SOURCE TEXT —
>>
TIFF 2018 Exclusive: Rising Star Jonathan Majors Talks ‘White Boy Rick’Posted by Wilson Morales
September 12, 2018
Coming out this week from Studio 8 & Columbia Pictures (Sony) is the upcoming crime drama White Boy Rick, starring Matthew McConaughey and newcomer Richie Merritt.
Directed by Yann Demange and based on true events, White Boy Rick is set in 1980s Detroit at the height of the crack epidemic and the War on Drugs, and tells the moving story of a blue-collar father and his teenage son, who became an undercover informant and later a drug dealer, before he was dropped by his handlers and sentenced to life in prison.
White Boy Rick stars newcomer Richie Merritt as Ricky Wershe Jr., and Academy Award winner Matthew McConaughey (Dallas Buyers Club) as Ricky’s father, Richard Wershe Sr.
White Boy Rick also features Oscar nominee Jennifer Jason Leigh and Rory Cochrane as the FBI agents who begin working with Rick as a confidential informant, and Brian Tyree Henry as narcotics detective Officer Jackson; two-time Oscar nominee Bruce Dern as Rick’s grandfather, Ray Wershe; three-time Oscar nominee Piper Laurie as Rick’s grandmother, Verna Wershe; Bel Powley as Rick’s sister, Dawn; Jonathan Majors as Johnny Curry; Rapper YG as Leo Curry; RJ Cyler as Rudell Curry; Taylour Paige as Cathy Volsan; and Kyanna Simone Simpson as Brenda.
For Majors, the role represents a number of projects that is propelling him to stardom. He previously starred in the 2017 film “Hostiles” opposite Christian Bale and the ABC miniseries “When We Rise.” He’s been cast in the lead role of the upcoming HBO series “Lovecraft Country,” which is written and executive produced by Misha Green (Underground) and executive produced by Jordan Peele through his company Monkeypaw Productions. Majors also has another film playing at the festival, “Out of Blue,” starring Patricia Clarkson.
Blackfilm.com caught up with Majors at the festival as he spoke about his experience working on White Boy Rick.
You play the role of Johnny Curry. So before we get into the role, what attracted you to the project?
Jonathan Majors: Oh man, the project in general. A young, white boy enters into the dope game, it’s already examining things in a weird way. It’s not something you would imagine, it’s not something you think would happen. So it’s different already. And in reading it, it became clear that they were really going to tell the story. They were really going to tell it the real way. With the language, the sex, the drugs, the loyalty, the love, the friendship, the family element. All those things are going to be in the soup.
And so, you want to be a part of something real.
Let’s about the character you’re playing. What’s on page when you read it and what’s different when you played it for the screen?
Jonathan Majors: I play Johnny Curry. Johnny Curry is the head of the Curry family. The Curry family in the 1980s was one of, if not the, most powerful gang family, drug dealing family, dope dealing family in the Midwest, and one of the strongest in the country. So what happens in the film is, Wershe, White Boy Rick, Jr ends up being adopted into the family, via the Curry homies, with the youngest member of the Curry brothers, Boo Curry, played by R J Cyler. It kind of unfolds from that.
<<
WRITTEN PROBLEM 1 —
In the source text, who directed White Boy Rick?

Shape annotation entries —
>>
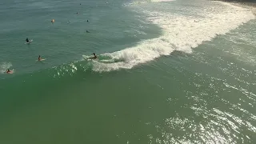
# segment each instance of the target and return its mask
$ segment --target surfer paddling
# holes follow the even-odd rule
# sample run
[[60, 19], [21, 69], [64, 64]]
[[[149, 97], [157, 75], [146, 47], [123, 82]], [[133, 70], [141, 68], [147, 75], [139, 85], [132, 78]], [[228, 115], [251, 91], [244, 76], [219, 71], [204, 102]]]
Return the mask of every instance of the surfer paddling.
[[87, 59], [96, 59], [98, 58], [95, 53], [93, 53], [92, 54], [94, 54], [94, 57], [89, 58]]

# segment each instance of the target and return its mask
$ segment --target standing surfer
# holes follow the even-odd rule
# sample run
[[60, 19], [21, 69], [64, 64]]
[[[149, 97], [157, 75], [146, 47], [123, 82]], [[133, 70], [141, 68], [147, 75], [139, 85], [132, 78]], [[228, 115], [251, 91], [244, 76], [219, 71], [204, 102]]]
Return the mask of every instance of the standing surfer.
[[26, 38], [26, 43], [29, 43], [30, 42], [29, 38]]
[[87, 59], [96, 59], [97, 58], [97, 55], [95, 54], [95, 53], [93, 53], [92, 54], [94, 54], [94, 57], [89, 58]]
<<
WRITTEN PROBLEM 2 —
Write out all of the records again, adding 84 to every x and y coordinate in the answer masks. Keep all other lines and numbers unchanged, and leave out the pictures.

WRITTEN SOLUTION 1 —
Yann Demange

WRITTEN SOLUTION 2 —
# segment each instance of the target and return its mask
$ segment --target surfer paddling
# holes follow the even-odd rule
# sample run
[[60, 19], [21, 69], [64, 64]]
[[[149, 97], [157, 75], [146, 47], [123, 82]], [[133, 70], [141, 68], [147, 75], [139, 85], [132, 78]], [[228, 115], [251, 91], [244, 76], [219, 71], [204, 102]]]
Return the mask of every instance of the surfer paddling.
[[171, 143], [180, 143], [182, 142], [179, 137], [177, 137], [176, 138], [178, 138], [178, 141], [173, 142]]

# segment each instance of the target and return its mask
$ segment --target standing surfer
# holes follow the even-odd rule
# sample run
[[60, 19], [21, 69], [64, 64]]
[[[149, 97], [157, 75], [146, 47], [123, 82]], [[133, 70], [141, 68], [147, 75], [139, 85], [132, 78]], [[228, 115], [251, 91], [244, 76], [219, 71], [204, 102]]]
Return the mask of every instance of the standing surfer.
[[110, 122], [110, 127], [113, 127], [114, 126], [113, 122]]
[[171, 143], [180, 143], [181, 142], [181, 139], [179, 138], [179, 137], [177, 137], [176, 138], [178, 138], [178, 141], [173, 142]]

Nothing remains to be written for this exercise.